Exercise: Which lines in the records below contain the word "dark"? Pick out each of those lines and copy it in full.

[Start Records shown]

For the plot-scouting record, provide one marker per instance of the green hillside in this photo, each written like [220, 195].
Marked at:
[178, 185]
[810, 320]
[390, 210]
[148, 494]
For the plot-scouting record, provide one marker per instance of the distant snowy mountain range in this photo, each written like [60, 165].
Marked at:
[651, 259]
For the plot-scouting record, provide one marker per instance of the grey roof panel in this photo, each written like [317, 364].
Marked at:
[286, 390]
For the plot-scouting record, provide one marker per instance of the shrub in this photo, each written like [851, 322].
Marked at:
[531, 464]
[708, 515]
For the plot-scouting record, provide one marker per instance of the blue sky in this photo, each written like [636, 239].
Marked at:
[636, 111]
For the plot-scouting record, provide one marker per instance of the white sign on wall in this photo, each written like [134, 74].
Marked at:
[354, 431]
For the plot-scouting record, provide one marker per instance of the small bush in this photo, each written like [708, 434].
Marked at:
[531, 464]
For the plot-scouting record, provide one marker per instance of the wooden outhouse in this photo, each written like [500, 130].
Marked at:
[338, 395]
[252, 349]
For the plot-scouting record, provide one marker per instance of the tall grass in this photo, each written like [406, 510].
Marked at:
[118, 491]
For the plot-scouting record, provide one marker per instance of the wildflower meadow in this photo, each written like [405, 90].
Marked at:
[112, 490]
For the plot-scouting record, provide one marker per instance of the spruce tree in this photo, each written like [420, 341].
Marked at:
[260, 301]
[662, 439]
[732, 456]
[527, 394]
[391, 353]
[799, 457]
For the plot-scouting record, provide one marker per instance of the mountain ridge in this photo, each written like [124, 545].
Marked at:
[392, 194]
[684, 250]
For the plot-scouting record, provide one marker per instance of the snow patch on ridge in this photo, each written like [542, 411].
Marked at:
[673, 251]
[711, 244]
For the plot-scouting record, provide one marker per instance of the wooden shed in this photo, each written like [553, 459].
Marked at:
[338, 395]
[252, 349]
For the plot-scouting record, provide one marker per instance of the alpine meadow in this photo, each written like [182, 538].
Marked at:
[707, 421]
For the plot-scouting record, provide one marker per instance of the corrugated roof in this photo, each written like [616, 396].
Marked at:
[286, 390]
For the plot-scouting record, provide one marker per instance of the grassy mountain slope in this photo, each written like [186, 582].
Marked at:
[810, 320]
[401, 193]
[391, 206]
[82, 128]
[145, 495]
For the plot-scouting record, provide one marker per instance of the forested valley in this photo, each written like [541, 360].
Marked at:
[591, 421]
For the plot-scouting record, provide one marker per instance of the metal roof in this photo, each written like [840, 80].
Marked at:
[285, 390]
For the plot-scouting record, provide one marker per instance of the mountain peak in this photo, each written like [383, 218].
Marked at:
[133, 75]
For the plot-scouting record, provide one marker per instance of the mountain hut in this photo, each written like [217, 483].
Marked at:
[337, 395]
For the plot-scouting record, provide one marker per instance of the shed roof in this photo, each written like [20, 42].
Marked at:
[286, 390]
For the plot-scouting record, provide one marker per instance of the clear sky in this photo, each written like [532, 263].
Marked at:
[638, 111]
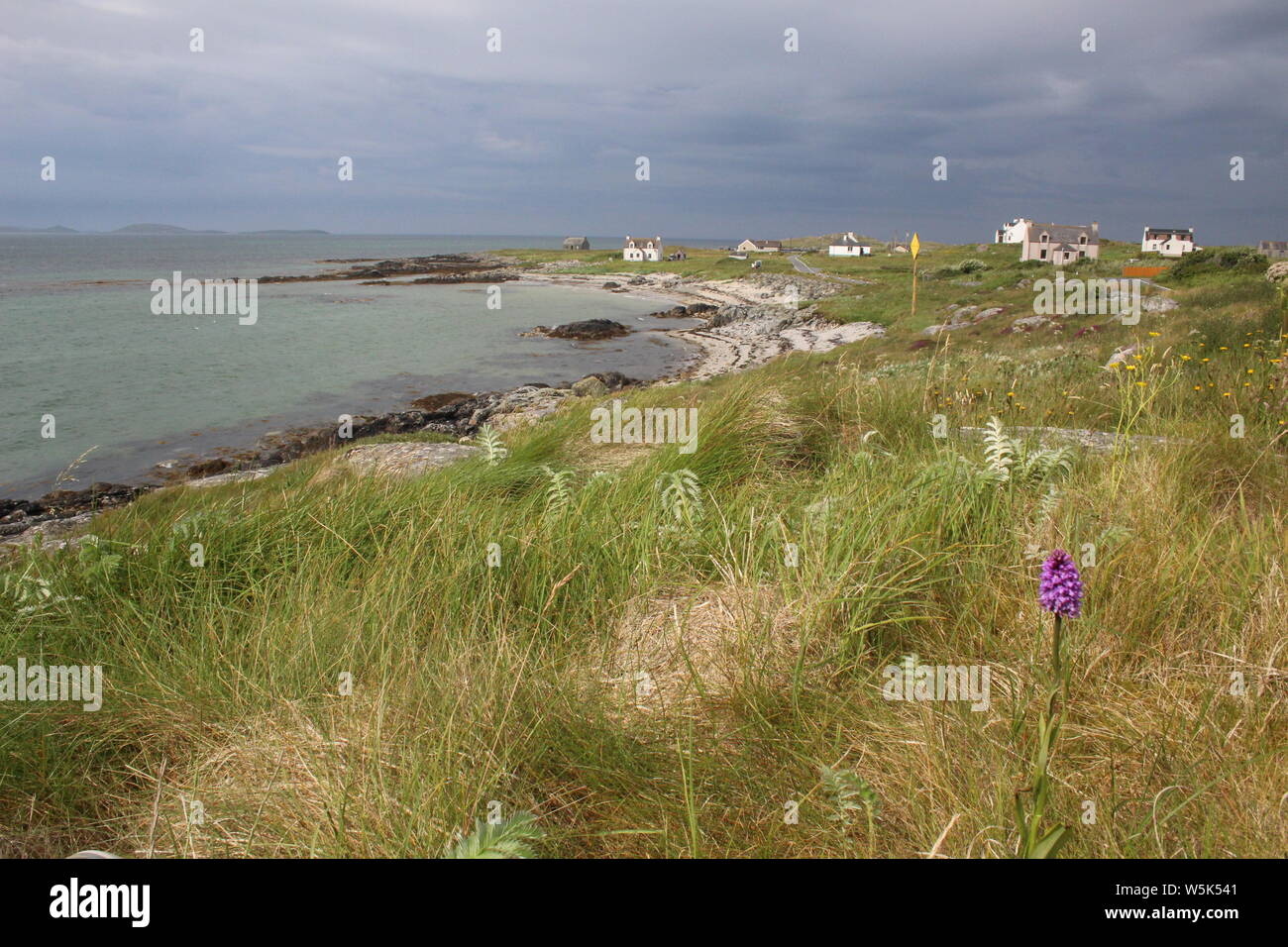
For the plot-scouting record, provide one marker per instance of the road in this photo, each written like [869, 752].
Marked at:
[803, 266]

[End Records shown]
[Start Records shown]

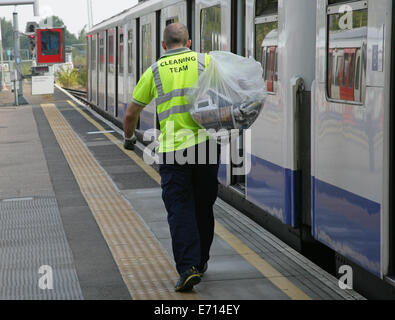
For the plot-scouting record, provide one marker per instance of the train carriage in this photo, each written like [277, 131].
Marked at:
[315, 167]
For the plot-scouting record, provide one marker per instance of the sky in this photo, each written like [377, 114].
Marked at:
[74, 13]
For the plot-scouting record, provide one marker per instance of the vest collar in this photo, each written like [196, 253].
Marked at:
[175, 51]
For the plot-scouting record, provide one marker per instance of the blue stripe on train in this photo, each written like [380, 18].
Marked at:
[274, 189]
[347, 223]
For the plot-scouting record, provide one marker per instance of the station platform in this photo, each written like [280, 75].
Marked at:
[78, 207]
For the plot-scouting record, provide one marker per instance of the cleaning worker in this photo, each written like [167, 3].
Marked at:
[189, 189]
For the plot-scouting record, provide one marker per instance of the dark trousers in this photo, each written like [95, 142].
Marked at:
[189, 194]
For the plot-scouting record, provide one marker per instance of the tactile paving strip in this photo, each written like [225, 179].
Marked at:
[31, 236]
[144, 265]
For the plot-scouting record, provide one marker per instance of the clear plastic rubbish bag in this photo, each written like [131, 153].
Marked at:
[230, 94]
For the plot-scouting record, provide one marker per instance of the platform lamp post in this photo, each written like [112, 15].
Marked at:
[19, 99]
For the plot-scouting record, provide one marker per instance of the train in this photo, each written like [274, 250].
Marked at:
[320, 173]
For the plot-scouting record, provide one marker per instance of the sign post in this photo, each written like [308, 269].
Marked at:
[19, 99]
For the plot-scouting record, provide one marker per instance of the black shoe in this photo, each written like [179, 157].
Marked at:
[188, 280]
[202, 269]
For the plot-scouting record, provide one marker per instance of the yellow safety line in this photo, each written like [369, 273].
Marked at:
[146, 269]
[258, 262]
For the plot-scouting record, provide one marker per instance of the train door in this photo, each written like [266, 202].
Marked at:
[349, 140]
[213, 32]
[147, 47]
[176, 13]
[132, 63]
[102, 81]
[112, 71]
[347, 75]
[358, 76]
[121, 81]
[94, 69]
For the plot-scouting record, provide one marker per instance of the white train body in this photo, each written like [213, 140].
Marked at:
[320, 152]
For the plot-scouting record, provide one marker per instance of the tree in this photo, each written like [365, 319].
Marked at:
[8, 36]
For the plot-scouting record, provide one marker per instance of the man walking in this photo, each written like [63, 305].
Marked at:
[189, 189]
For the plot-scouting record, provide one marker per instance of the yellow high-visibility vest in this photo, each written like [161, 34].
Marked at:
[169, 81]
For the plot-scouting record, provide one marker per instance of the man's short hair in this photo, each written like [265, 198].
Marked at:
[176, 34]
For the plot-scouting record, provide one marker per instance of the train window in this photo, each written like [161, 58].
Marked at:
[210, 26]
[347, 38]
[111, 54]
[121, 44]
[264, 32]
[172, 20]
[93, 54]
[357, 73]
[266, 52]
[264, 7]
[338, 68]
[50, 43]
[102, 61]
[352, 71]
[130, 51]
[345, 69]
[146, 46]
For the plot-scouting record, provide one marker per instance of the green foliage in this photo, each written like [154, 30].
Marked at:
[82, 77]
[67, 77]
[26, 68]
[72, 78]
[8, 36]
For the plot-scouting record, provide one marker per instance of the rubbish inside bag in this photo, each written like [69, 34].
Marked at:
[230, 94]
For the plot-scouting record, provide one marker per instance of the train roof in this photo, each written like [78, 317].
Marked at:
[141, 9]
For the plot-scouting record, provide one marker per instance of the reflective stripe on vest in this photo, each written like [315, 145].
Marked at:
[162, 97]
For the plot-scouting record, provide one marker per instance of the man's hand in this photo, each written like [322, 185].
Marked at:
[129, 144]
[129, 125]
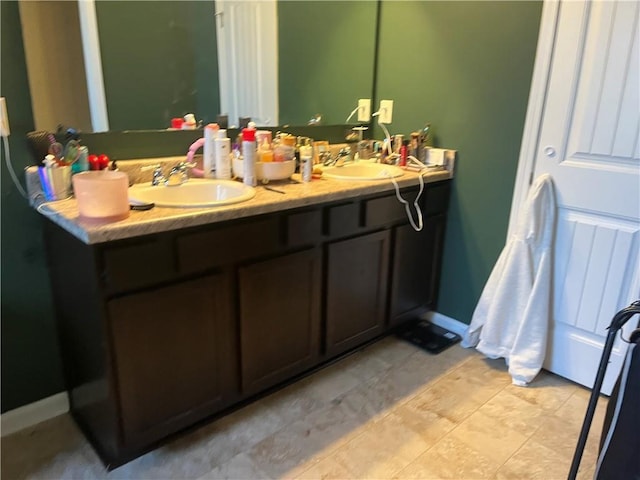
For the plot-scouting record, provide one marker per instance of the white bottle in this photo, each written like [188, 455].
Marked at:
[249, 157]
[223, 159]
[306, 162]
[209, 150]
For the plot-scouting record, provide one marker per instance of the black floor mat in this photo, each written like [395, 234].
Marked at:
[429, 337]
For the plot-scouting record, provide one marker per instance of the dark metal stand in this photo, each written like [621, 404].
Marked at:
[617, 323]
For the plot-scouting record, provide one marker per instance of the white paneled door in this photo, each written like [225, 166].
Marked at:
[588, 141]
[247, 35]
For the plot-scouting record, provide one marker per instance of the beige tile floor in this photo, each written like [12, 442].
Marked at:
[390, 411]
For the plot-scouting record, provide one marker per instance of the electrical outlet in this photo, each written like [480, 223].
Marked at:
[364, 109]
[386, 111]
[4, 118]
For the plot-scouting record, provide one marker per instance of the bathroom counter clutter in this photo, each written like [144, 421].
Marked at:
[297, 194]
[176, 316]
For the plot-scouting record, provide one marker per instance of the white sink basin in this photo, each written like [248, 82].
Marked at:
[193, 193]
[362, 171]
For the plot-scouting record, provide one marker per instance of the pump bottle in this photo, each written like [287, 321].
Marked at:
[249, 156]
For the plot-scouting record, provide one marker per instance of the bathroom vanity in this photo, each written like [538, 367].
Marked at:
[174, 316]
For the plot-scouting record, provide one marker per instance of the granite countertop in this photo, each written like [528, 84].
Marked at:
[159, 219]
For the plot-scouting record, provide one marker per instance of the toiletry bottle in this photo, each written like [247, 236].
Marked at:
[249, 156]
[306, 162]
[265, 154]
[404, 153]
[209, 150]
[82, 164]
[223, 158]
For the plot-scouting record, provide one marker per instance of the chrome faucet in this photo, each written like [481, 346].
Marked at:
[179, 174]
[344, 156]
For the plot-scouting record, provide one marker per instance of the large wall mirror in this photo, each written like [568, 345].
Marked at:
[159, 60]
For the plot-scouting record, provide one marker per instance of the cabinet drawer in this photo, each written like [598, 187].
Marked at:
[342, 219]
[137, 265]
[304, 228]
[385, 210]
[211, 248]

[End Records shown]
[Start Records shown]

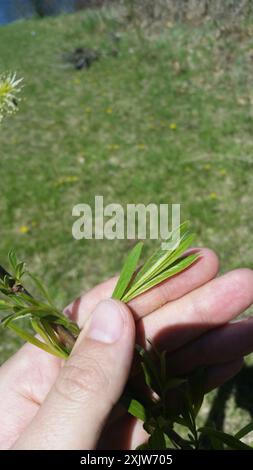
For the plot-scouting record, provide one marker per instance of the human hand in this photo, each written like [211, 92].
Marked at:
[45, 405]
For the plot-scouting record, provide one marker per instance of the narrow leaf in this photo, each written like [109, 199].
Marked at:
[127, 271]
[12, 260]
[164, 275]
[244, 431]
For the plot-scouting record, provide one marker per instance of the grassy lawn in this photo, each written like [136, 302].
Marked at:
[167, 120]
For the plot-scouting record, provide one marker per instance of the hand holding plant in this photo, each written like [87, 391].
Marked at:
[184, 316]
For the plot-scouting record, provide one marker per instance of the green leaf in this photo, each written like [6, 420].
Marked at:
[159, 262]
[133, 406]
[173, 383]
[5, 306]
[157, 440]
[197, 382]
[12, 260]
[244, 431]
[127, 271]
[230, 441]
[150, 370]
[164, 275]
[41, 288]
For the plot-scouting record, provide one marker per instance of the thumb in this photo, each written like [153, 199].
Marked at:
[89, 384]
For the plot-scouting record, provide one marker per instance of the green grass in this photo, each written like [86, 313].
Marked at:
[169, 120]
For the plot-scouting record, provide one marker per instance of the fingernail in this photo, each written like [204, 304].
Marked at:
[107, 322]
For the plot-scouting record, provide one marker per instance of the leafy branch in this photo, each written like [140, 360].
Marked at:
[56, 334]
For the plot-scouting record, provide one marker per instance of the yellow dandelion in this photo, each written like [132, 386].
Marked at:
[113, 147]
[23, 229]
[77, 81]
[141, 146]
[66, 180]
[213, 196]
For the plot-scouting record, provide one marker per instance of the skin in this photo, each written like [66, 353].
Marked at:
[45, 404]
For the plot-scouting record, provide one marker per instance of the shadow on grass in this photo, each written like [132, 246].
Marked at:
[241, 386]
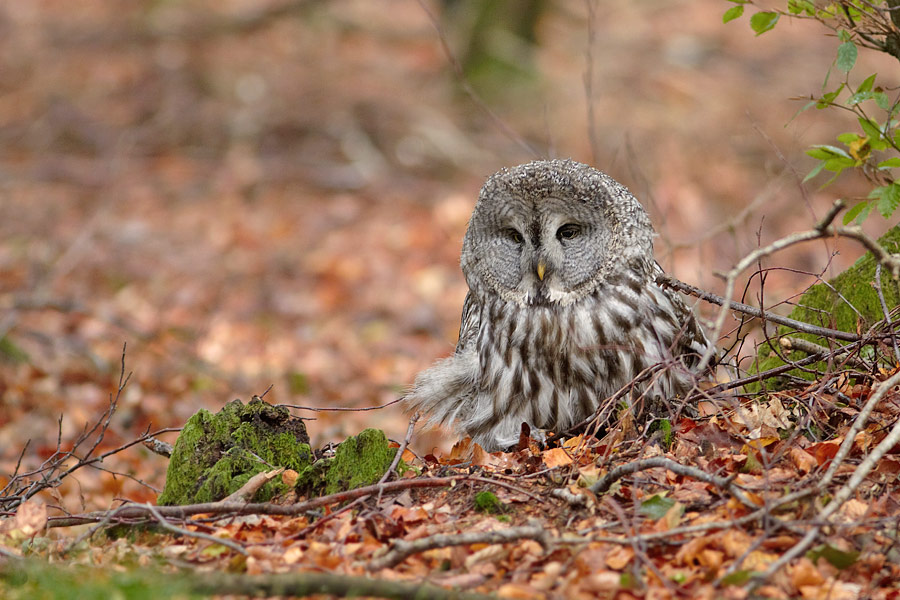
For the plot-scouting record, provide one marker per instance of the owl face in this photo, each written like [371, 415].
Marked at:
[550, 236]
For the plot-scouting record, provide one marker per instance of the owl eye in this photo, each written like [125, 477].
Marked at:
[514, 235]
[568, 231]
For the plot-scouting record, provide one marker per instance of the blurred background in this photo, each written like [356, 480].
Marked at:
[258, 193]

[End Records shown]

Written answer:
For the plot-scouting record, provide one marker per instance of the dark trousers in this photo, each written like [95, 142].
For the plot-scouting record, provide one marker per instance of the dark metal stand in this photo, each written like [621, 404].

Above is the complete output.